■ Text passage
Emmylou Harris- Gliding Bird

Updated: Aug 10, 2020


Originally posted on Instagram, April 25, 2020.


When fact-checking my own post about 'GP', to see if that really was Emmylou Harris's recorded debut, I found something wild. Not only was 'GP' not the first album Harris sang on, I actually had her debut album in my collection. I'd had no idea what it was. So here's a real oddity- 'Gliding Bird' by Emmylou Harris.


This album was a gift from one of my best friends, who kindly gave me some albums from the collection of a songwriter friend who passed away last year. This album was one of several Emmylou Harris records she brought me, and it seemed unusual for several reasons: it was on a label I'd never heard of, the cover art was kind of low-budget, and although the record was dated "1979", the music didn't sound like anything Harris or anybody else was doing in 1979.


Turns out, there's a good reason for that: these songs were recorded in the late 60s, when Harris was in New York trying to make it as a folk singer/songwriter. She signed with Jubilee Records and started making this album, but right after she recorded it, the label went bankrupt, leaving 'Gliding Bird' floating in limbo. She ended up moving back in with her parents in Virginia, where the Flying Burrito Brothers found her playing small clubs two years later. The rest, of course, is country music history.


But that wasn't the end for 'Gliding Bird'. By 1979, Emmylou Harris was a superstar, and Emus, a semi-legit reissue label, had acquired the Jubilee catalog. When Harris found out Emus was rereleasing old material without permission to cash in on her current fame, she sued them on every count her legal team could think of. Emus Records went bankrupt as well, and Harris herself says her first solo album was 'Pieces Of The Sky'.


Although Harris has disowned 'Gliding Bird', that doesn't mean it's a bad album. It's just different, like a look into an alternate timeline where Emmylou Harris made it as a folk singer rather than a country star. But the covers of Hank Williams' "I Saw The Light" and Bob Dylan's "I'll Be Your Baby Tonight" are classic Emmylou, and would fit on any of her 70s albums. This early in her evolution, you could already hear the star she would become.

■ Task description
Please say whether each statement agrees with the 'Gliding Bird' post, answering yes or no and quoting the deciding words. 1. Jubilee Records went bankrupt right after Harris recorded the album. 2. The Flying Burrito Brothers found Harris playing small clubs in New York. 3. Harris names 'Pieces Of The Sky' as her first solo album. The entries are separate from the 'Gliding Bird' post.

■ Data
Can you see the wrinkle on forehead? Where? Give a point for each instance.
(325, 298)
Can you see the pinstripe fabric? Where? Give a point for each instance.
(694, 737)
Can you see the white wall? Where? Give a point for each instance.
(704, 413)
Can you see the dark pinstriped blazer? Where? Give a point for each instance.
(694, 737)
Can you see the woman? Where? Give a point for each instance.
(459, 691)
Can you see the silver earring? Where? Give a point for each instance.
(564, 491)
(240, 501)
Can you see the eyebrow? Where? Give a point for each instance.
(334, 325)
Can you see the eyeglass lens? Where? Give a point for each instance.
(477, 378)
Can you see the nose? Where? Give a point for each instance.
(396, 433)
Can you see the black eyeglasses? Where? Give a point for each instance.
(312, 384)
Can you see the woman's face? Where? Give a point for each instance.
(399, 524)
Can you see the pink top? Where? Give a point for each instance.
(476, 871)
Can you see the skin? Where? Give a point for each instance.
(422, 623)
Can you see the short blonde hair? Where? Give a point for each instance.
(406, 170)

...

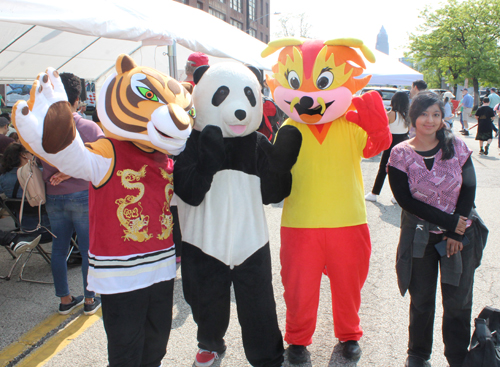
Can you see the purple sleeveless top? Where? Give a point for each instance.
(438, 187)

■ Problem solution
1. Yes: "right after she recorded it, the label went bankrupt"
2. No: "She ended up moving back in with her parents in Virginia, where the Flying Burrito Brothers found her playing small clubs two years later."
3. Yes: "Harris herself says her first solo album was 'Pieces Of The Sky'"